> Task list:
**A)** Answer these three questions using the Oklahoma tornado lab write-up:
(i) Which years are the tornado points and paths filtered down to?
(ii) What line width is given to each tornado path on the map?
(iii) What range of class counts do the comparative quantile-break maps of tornado density cover?
Mark your answers (i), (ii), (iii), one per line.
**B)** In the Oklahoma tornado lab write-up, why are the tornado paths and points filtered to the years 2016–2021? Answer in one to three sentences.
**C)** Reproduce the passage of the Oklahoma tornado lab write-up that runs from "First the packages" to "library(units)".

::: Selected excerpt

Lab #4 - Part A

Introduction

The first part of this weeks lab asked for three products to be developed utilizing tornado point and path data for the state of Oklahoma. The three products are as follows:

Maps of tornado paths and touchdown points each year from 2016-2021
Maps of density of tornado touchdown points by county and year
Comparative maps of tornado density based on quantile breaks of classes ranging from 3 to 6

Package and Data Prep

First the packages are called using library().

# load packages ----

library(here)
library(sf)
library(ggplot2)
library(dplyr)
library(tidyr)
library(scales)
library(RColorBrewer)
library(units)
library(cowplot)

Next, three datasets are imported in: Oklahoma County Boundaries, Tornado Touchdown Points, and Tornado Paths.

# import data files ----

# Oklahoma county boundaries

okcounty <- st_read(here("data", "ok_counties.shp"), 
                    quiet = TRUE)

# Tornado touchdown points

tpoint <- st_read(here("data", "ok_tornado_point.shp"), 
                  quiet = TRUE)

# Tornado path lines

tpath <- st_read(here("data", "ok_tornado_path.shp"),
                 quiet = TRUE)

Finally, to limit the scope of this project, we filter down the tornado paths and points to data from 2016-2021.

# filter tornado data to 2016-2021 ----

tpoint_16_21 <- tpoint %>%
  filter( yr >= 2016 & yr <= 2021) %>%
  select(om, yr, date)

tpath_16_21 <- tpath %>%
  filter(yr >= 2016 & yr <= 2021) %>%
  select(om, yr, date)

1) Mapping Tornado Paths and Points

Two maps, one of tornado paths and the other touchdown points, are generated utilizing color as the attribute to distinguish between each year.

Map of Tornado Paths

The first map is of tornado points. In addition to identifying the year by color, the line width for each path is set to a value of 2 for visual impact. The resulting map is saved to the value tpath_year.

# generate map of tornado paths w/ each year a different color ----

tpath_year <- ggplot() +
  geom_sf(data = tpath_16_21,
          aes(color = as.factor(yr)),
          linewidth = 2) +
  geom_sf(data = okcounty, fill = NA) +
  scale_color_discrete(name = "Year") +
  coord_sf(datum = NA) +
  theme_void()

Map of Tornado Touchdown Points

The second map is of tornado touchdown points. This map is saved to the value tpoint_year.

# generate map of tornado points w/ each year a different color ----

tpoint_year <- ggplot() +
  geom_sf(data = tpoint_16_21,
          aes(color = as.factor(yr))) +
  geom_sf(data = okcounty, fill = NA) +
  scale_color_discrete(name = "Year") +
  coord_sf(datum = NA) +
  theme_void()

::::::
::: Raw data

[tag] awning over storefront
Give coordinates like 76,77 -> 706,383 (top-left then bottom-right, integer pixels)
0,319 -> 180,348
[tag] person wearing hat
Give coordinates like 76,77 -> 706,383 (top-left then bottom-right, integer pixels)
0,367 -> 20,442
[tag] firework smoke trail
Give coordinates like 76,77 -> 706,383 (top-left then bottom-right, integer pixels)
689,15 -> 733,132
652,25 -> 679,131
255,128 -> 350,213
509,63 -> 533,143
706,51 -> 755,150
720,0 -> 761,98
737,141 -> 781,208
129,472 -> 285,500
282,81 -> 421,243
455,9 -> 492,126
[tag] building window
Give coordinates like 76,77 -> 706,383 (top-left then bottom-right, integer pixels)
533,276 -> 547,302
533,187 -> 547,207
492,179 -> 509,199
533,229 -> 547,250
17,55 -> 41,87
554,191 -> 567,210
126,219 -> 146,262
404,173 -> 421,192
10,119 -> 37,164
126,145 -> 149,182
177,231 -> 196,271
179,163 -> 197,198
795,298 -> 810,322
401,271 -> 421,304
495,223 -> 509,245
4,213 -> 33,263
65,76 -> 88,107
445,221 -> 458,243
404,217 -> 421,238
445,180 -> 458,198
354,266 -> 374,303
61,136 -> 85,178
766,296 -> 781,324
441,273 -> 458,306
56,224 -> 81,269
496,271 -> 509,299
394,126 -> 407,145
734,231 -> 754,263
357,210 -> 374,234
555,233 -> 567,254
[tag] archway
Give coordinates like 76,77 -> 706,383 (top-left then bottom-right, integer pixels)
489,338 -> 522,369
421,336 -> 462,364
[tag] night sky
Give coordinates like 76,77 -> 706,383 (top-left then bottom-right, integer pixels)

::::::

> Set of answers:
**A)**
(i) 2016 through 2021.
(ii) A value of 2.
(iii) From 3 to 6 classes.

**B)** The write-up filters the tornado path and touchdown point data to 2016–2021 to limit the scope of the project.

**C)**
First the packages are called using library().

# load packages ----

library(here)
library(sf)
library(ggplot2)
library(dplyr)
library(tidyr)
library(scales)
library(RColorBrewer)
library(units)